Supplied passage =
User-defined log-probability density/mass function.

input_var

Input variables of this distribution. Normally, it has same values as cond_var.

Type:list
distribution_name

Name of this distribution class.

Type:str
get_log_prob(x_dict, sum_features=True, feature_dims=None)[source]

Giving variables, this method returns values of log-pdf.

Parameters:
  • x_dict (dict) – Input variables.
  • sum_features (bool, defaults to True) – Whether the output is summed across some dimensions which are specified by feature_dims.
  • feature_dims (list or NoneType, defaults to None) – Set dimensions to sum across the output.
Returns:

log_prob – Values of log-probability density/mass function.

Return type:

torch.Tensor

Examples

>>> import torch
>>> from pixyz.distributions import Normal
>>> # Marginal distribution
>>> p1 = Normal(loc=torch.tensor(0.), scale=torch.tensor(1.), var=["x"],
...             features_shape=[10], name="p1")
>>> sample_x = torch.randn(1, 10) # Psuedo data
>>> log_prob = p1.log_prob({"x": sample_x})
>>> print(log_prob) # doctest: +SKIP
tensor([-16.1153])
>>> # Conditional distribution
>>> p2 = Normal(loc="y", scale=torch.tensor(1.), var=["x"], cond_var=["y"],
...             features_shape=[10], name="p2")
>>> sample_y = torch.randn(1, 10) # Psuedo data
>>> log_prob = p2.log_prob({"x": sample_x, "y": sample_y})
>>> print(log_prob) # doctest: +SKIP
tensor([-21.5251])

Operators

ReplaceVarDistribution

class pixyz.distributions.ReplaceVarDistribution(p, replace_dict)[source]

Bases: pixyz.distributions.distributions.Distribution

Replace names of variables in Distribution.

Supplied records =
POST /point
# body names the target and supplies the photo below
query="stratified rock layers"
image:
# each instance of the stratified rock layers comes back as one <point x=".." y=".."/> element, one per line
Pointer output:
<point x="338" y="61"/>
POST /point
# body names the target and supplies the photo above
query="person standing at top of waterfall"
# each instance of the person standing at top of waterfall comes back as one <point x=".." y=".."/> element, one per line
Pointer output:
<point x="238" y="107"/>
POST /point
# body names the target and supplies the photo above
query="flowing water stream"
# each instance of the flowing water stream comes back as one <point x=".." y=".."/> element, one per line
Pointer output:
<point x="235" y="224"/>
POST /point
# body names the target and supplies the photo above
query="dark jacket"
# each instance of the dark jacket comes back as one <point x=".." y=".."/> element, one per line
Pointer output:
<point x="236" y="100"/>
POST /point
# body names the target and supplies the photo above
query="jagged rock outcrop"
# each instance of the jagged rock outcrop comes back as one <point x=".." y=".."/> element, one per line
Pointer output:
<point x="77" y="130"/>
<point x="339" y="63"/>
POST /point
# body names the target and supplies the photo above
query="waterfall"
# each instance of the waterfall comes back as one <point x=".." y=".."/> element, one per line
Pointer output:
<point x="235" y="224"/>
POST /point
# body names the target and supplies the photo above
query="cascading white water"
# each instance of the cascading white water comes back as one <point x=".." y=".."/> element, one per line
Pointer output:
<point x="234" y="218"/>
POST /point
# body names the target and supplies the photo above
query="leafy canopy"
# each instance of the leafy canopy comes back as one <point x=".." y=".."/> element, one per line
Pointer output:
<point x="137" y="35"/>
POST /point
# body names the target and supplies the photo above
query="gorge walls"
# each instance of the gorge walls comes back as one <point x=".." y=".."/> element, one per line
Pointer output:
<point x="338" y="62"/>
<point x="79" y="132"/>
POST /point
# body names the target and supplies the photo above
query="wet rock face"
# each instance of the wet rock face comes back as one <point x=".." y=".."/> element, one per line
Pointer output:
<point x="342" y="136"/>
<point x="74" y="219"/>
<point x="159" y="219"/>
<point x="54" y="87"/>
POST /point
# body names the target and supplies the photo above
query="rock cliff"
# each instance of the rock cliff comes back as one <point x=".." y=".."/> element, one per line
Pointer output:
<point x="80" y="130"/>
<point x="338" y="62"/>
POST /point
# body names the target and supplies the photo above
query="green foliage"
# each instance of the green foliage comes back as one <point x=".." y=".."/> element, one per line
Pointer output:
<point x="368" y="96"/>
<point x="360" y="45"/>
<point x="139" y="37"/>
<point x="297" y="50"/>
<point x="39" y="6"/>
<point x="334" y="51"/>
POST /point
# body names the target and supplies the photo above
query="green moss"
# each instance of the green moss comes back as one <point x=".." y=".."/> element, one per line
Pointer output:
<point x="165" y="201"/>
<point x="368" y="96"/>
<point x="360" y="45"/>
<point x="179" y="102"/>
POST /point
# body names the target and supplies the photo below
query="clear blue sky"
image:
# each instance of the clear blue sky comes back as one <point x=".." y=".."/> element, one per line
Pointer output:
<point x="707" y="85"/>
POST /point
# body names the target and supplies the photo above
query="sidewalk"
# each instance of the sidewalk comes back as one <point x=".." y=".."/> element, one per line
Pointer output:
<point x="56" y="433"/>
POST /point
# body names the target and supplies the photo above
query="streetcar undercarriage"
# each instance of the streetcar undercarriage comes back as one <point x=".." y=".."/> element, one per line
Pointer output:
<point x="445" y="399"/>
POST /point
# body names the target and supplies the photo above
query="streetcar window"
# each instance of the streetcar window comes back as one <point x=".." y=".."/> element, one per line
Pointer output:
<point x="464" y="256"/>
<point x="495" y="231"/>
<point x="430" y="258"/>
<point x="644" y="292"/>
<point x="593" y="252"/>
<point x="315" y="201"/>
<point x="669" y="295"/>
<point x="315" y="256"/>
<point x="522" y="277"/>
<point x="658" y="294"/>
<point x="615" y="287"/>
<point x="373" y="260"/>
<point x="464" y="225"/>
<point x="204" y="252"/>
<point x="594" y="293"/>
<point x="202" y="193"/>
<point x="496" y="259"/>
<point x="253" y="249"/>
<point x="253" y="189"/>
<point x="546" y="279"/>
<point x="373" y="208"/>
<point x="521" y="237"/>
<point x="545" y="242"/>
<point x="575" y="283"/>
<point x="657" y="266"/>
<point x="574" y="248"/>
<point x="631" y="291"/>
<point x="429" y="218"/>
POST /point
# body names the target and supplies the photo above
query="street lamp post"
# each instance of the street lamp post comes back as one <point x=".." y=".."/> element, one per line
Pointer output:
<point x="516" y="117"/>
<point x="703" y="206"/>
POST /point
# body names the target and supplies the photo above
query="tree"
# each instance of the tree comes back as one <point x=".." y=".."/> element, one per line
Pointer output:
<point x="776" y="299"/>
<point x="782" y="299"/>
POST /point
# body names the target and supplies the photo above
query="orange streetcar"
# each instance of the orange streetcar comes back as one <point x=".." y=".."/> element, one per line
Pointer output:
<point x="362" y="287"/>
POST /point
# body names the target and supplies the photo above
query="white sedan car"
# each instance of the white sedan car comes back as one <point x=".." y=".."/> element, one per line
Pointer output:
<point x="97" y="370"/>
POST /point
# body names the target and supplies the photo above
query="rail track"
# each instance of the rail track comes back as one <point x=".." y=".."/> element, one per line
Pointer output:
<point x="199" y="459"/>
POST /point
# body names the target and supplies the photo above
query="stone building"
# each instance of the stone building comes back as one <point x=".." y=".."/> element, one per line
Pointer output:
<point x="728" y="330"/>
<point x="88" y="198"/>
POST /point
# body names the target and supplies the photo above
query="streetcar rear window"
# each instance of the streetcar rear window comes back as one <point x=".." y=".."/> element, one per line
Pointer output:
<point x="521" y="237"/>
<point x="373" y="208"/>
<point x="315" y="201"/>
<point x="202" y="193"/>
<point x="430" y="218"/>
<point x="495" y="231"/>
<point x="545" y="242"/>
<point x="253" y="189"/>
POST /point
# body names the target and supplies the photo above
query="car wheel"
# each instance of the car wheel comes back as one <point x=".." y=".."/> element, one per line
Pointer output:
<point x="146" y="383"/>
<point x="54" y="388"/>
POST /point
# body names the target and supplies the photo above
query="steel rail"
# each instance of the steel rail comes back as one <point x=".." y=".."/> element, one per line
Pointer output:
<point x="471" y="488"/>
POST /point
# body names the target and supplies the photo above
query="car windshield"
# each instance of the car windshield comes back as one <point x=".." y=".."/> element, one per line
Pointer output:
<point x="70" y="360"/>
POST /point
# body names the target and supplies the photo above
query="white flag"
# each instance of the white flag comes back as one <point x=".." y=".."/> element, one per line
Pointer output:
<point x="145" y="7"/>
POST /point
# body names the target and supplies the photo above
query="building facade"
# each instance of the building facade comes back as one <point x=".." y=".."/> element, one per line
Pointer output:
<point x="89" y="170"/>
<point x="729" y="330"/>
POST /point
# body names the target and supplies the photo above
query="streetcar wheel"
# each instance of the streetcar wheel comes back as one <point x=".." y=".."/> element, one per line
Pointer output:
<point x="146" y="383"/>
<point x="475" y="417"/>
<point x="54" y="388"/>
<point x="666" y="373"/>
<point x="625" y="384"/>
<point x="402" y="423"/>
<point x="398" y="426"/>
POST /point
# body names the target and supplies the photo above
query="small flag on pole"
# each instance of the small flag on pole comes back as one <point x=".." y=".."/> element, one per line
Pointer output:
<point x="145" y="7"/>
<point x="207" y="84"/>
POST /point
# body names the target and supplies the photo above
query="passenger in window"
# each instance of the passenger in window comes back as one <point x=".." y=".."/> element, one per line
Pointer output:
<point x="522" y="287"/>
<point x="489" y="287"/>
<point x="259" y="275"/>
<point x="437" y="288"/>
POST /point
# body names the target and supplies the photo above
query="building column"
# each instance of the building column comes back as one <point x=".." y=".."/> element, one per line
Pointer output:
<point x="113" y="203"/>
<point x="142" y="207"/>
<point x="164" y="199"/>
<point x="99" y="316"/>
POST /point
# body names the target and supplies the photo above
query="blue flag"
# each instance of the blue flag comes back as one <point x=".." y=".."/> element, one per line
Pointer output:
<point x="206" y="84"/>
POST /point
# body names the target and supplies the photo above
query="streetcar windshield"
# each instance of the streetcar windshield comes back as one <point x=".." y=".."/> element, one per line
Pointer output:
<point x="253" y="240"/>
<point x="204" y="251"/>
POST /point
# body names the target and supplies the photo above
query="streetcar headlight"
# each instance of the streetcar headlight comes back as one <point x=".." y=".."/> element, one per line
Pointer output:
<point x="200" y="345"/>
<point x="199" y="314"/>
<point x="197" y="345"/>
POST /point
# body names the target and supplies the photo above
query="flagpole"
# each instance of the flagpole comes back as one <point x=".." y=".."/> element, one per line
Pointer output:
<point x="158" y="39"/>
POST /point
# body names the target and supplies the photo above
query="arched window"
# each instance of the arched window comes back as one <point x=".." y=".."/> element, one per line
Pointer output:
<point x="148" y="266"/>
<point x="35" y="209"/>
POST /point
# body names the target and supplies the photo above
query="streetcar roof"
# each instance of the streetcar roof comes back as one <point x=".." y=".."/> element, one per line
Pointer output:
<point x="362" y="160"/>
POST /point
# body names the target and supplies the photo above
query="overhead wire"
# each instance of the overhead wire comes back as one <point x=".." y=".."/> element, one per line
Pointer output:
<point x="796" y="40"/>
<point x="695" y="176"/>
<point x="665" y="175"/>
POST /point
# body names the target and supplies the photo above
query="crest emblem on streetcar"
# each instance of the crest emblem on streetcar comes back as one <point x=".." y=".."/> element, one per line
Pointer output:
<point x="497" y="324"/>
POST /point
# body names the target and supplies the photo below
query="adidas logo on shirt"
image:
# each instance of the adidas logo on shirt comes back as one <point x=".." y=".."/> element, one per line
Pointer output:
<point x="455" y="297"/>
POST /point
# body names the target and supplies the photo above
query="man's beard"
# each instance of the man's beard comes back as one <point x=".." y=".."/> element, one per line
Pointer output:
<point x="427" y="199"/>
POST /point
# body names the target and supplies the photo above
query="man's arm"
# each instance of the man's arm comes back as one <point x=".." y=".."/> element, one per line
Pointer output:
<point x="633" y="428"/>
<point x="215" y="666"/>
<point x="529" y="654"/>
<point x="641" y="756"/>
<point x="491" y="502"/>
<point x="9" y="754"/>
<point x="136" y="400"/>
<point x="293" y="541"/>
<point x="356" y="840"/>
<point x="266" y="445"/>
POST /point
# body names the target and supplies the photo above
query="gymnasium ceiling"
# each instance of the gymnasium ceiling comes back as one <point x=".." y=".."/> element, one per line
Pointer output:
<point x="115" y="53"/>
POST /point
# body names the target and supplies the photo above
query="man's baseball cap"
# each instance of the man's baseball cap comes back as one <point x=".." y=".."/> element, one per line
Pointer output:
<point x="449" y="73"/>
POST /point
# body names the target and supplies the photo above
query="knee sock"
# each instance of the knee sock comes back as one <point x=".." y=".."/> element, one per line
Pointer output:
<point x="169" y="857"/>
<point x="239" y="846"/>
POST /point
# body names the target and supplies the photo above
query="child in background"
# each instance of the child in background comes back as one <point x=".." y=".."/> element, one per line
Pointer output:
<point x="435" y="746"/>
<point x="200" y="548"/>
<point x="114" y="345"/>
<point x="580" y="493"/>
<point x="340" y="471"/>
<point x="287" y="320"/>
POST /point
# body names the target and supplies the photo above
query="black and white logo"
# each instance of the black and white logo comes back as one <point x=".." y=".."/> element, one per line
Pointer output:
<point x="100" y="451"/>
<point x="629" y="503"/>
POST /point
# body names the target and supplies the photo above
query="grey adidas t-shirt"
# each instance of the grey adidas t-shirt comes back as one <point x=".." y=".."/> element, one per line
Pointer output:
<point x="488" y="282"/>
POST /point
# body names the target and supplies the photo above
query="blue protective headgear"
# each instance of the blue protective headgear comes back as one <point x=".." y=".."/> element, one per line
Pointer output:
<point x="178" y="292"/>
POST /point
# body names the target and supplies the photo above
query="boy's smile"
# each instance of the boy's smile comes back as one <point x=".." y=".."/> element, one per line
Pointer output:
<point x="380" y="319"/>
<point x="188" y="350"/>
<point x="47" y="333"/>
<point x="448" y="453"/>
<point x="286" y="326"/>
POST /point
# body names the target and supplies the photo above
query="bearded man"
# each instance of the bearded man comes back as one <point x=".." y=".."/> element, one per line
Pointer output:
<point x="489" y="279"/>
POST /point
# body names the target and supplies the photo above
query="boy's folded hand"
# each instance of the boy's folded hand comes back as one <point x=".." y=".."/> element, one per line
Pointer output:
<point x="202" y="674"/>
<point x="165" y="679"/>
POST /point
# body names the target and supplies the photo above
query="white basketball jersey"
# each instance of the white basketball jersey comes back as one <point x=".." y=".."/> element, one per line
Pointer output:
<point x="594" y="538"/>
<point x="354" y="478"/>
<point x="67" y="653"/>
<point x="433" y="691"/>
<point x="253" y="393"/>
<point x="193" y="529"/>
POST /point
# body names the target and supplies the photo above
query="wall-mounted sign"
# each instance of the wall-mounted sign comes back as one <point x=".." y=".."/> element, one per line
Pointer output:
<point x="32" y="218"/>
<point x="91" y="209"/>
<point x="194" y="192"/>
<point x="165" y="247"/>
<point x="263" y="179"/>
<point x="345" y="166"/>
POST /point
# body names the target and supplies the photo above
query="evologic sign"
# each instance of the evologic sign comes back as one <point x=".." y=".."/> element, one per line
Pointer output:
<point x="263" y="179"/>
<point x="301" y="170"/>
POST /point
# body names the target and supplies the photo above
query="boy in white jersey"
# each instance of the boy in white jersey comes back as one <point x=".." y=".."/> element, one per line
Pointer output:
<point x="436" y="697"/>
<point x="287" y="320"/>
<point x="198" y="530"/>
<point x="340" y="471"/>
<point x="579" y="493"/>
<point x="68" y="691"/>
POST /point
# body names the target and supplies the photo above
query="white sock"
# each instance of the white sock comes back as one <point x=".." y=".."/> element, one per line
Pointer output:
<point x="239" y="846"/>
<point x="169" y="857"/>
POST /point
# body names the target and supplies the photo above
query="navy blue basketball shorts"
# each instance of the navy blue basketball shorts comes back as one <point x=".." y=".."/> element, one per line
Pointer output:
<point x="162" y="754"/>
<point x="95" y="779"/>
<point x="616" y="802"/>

Required actions =
A) Please show every line of the entries that contains the string "cliff".
B) Carry on the pixyz distributions documentation from the point where it stops.

Outputs =
A)
query="rock cliff"
# each instance of the rock cliff comes back as one <point x=".." y=".."/> element, one per line

B)
Examples

>>> p = DistributionBase(var=["x"], cond_var=["z"])
>>> print(p)
Distribution:
  p(x|z)
Network architecture:
  DistributionBase(
    name=p, distribution_name=,
    var=['x'], cond_var=['z'], input_var=['z'], features_shape=torch.Size([])
  )
>>> replace_dict = {'x': 'y'}
>>> p_repl = ReplaceVarDistribution(p, replace_dict)
>>> print(p_repl)
Distribution:
  p(y|z)
Network architecture:
  ReplaceVarDistribution(
    name=p, distribution_name=,
    var=['y'], cond_var=['z'], input_var=['z'], features_shape=torch.Size([])
    (p): DistributionBase(
      name=p, distribution_name=,
      var=['x'], cond_var=['z'], input_var=['z'], features_shape=torch.Size([])
    )
  )
__init__(p, replace_dict)[source]
Parameters:
forward(*args, **kwargs)[source]

When this class is inherited by DNNs, this method should be overrided.

get_params(params_dict={})[source]

This method aims to get parameters of this distributions from constant parameters set in initialization and outputs of DNNs.

Parameters:params_dict (dict, defaults to {}) – Input parameters.
Returns:output_dict – Output parameters.
Return type:dict

Examples

>>> from pixyz.distributions import Normal
>>> dist_1 = Normal(loc=torch.tensor(0.), scale=torch.tensor(1.), var=["x"],
...                 features_shape=[1])
>>> print(dist_1)
Distribution:
  p(x)
Network architecture:
  Normal(
    name=p, distribution_name=Normal,
    var=['x'], cond_var=[], input_var=[], features_shape=torch.Size([1])
    (loc): torch.Size([1, 1])
    (scale): torch.Size([1, 1])
  )
>>> dist_1.get_params()
{'loc': tensor([[0.]]), 'scale': tensor([[1.]])}
>>> dist_2 = Normal(loc=torch.tensor(0.), scale="z", cond_var=["z"], var=["x"])
>>> print(dist_2)
Distribution:
  p(x|z)
Network architecture:
  Normal(
    name=p, distribution_name=Normal,
    var=['x'], cond_var=['z'], input_var=['z'], features_shape=torch.Size([])
    (loc): torch.Size([1])
  )
>>> dist_2.get_params({"z": torch.tensor(1.)})
{'scale': tensor(1.), 'loc': tensor([0.])}
set_dist(x_dict={}, sampling=False, batch_n=None, **kwargs)[source]
sample(x_dict={}, batch_n=None, sample_shape=torch.Size([]), return_all=True, reparam=False)[source]

Sample variables of this distribution. If cond_var is not empty, you should set inputs as dict.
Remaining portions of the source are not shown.